▸ **WRITTEN TASK**
Copy out only the span from the line with "of the green" to the end of the data, both ends kept, word for word.

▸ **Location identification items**
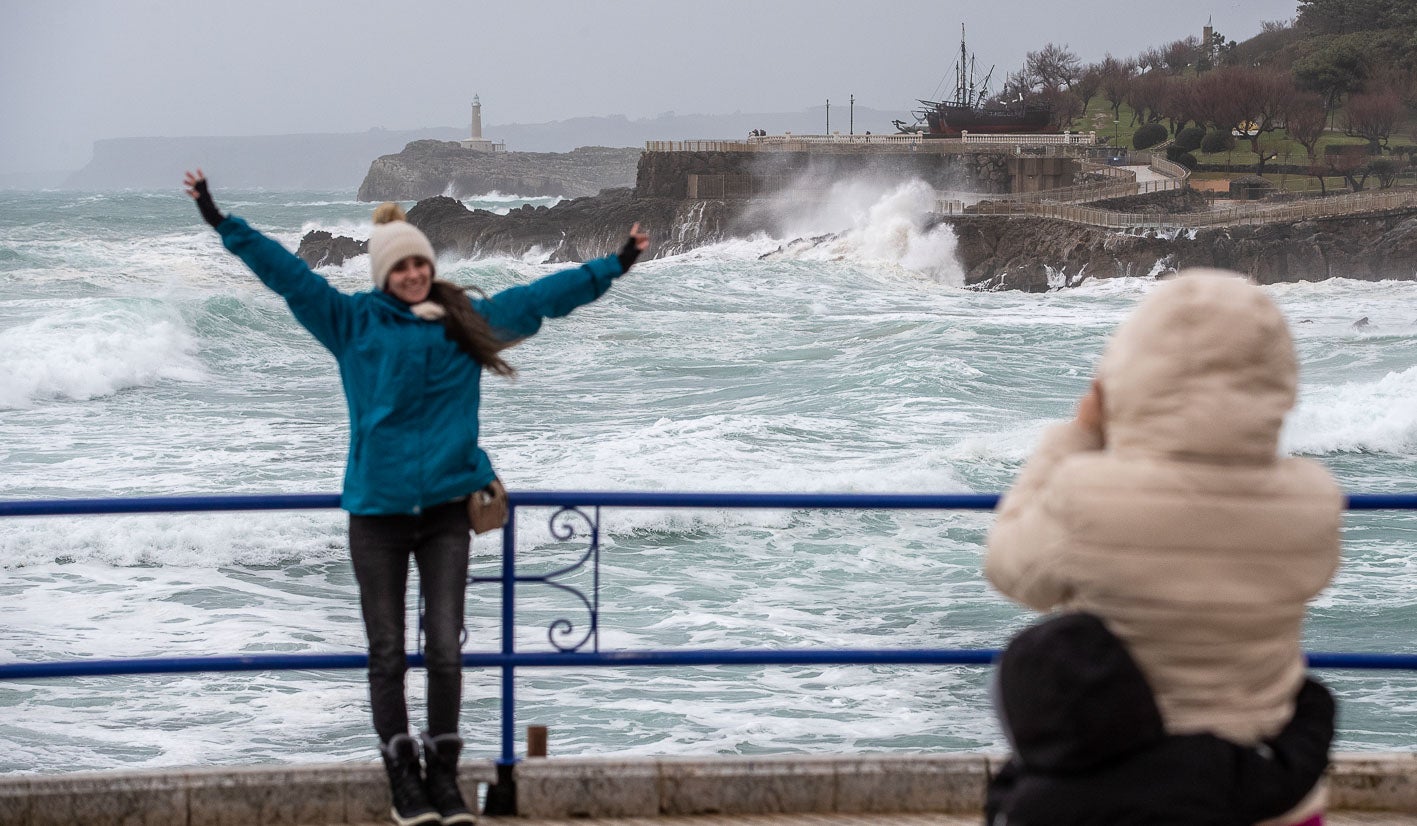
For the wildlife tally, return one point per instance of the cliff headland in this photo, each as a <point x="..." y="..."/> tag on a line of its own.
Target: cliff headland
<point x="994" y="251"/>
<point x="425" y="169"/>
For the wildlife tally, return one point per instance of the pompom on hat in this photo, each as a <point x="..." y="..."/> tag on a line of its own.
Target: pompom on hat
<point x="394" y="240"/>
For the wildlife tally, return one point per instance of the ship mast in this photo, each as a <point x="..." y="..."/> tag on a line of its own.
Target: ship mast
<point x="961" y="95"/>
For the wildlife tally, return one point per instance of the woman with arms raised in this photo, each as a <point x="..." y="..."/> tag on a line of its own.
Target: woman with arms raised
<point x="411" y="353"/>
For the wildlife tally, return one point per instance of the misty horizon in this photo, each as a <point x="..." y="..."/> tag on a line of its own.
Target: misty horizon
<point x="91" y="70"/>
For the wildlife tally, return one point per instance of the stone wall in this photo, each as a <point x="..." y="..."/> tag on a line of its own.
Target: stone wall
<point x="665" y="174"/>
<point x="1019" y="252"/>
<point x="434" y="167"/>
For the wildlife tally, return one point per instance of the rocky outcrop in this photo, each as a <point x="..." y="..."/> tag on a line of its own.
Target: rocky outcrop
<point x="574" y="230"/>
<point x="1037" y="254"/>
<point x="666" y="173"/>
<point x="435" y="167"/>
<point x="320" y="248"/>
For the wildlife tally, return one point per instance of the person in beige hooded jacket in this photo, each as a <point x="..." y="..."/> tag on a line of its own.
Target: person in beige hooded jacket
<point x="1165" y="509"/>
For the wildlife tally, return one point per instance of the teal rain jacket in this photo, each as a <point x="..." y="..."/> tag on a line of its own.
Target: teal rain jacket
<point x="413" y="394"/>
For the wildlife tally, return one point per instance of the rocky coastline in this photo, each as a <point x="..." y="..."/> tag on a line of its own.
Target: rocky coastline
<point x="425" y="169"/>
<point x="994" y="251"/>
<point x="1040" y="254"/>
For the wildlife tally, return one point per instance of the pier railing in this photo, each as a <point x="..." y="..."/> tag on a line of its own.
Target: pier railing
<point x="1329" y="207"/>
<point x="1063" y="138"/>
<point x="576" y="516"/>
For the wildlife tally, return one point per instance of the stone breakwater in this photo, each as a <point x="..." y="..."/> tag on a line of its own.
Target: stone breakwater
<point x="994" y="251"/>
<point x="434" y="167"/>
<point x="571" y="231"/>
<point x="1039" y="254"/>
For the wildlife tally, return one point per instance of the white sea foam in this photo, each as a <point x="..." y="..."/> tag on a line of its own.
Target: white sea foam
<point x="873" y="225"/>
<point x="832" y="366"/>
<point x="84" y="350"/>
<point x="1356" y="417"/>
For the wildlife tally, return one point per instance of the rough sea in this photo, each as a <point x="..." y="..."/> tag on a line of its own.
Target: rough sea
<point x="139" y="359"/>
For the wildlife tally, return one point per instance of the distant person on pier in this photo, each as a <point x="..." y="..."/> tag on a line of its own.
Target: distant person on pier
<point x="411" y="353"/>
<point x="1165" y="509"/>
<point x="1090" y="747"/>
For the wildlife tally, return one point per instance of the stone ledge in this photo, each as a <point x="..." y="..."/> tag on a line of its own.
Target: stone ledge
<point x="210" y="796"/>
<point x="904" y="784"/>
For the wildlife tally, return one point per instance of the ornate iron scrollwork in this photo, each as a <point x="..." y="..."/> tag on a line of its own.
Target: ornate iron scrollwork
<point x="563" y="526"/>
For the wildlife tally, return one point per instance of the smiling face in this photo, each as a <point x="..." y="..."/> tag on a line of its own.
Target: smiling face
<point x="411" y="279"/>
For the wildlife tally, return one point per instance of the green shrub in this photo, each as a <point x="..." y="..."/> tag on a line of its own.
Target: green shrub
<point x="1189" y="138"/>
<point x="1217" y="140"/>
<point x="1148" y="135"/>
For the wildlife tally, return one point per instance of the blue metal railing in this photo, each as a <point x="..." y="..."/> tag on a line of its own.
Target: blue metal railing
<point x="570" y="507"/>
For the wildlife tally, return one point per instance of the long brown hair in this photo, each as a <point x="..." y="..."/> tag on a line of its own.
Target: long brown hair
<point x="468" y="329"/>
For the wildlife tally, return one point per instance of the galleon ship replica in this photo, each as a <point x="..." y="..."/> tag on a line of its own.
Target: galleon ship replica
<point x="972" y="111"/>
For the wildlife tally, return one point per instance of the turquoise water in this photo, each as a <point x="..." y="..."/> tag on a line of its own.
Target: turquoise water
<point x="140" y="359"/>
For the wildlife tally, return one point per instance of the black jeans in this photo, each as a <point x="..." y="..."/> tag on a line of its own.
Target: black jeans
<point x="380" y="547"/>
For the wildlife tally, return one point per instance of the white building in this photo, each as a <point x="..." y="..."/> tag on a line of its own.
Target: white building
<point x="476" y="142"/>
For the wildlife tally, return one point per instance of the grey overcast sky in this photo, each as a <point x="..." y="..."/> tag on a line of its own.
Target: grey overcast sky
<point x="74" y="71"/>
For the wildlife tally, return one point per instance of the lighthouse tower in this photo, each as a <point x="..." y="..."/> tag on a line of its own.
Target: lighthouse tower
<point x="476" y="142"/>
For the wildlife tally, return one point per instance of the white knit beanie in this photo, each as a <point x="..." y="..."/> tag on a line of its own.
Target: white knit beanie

▸ **EXERCISE ANSWER**
For the wildlife tally, return one point per instance of the green shrub in this photo, each as a <point x="..." y="..."/> tag on a line of its own.
Target: green shrub
<point x="1189" y="138"/>
<point x="1217" y="140"/>
<point x="1148" y="135"/>
For the wildlife tally, return one point per instance of the blue metal railing in this photo, each as a <point x="..." y="..."/> tag on a line of its own.
Target: blue metal railing
<point x="570" y="507"/>
For the wildlife tally, return one point per instance of the long brown hair in this photo, each as a <point x="..." y="..."/> tag on a line of its own.
Target: long brown hair
<point x="468" y="329"/>
For the wildlife tally, return one point per instance of the galleon ship replica in this photo, each as a <point x="..." y="..."/> tag on a line of its own.
Target: galleon ship replica
<point x="972" y="111"/>
For the wildlife tally, return one point per instance of the turquoise water in this photo, each as a <point x="..." y="..."/> tag on a line of its own.
Target: turquoise water
<point x="140" y="359"/>
For the wildlife tally, return one point per instance of the black jeans in this photo, each as a <point x="..." y="..."/> tag on a line of its own.
Target: black jeans
<point x="380" y="547"/>
For the wildlife tally, return one point per instance of the white building in this photo, each as a <point x="..." y="..."/> tag on a line of its own.
Target: white building
<point x="476" y="142"/>
For the wildlife tally, return one point per instance of the grey overcast sky in this photo, each as a <point x="..." y="..."/> tag on a line of its own.
Target: grey overcast sky
<point x="74" y="71"/>
For the wildlife tally, return one point per instance of the lighthouse tower in this photo, each as a <point x="..." y="..."/> tag on a line of its own.
Target: lighthouse tower
<point x="476" y="142"/>
For the wildlife tally, return one point per instance of the white knit beanie in this photo, each as a <point x="..." y="..."/> tag on a line of its own.
Target: white knit beanie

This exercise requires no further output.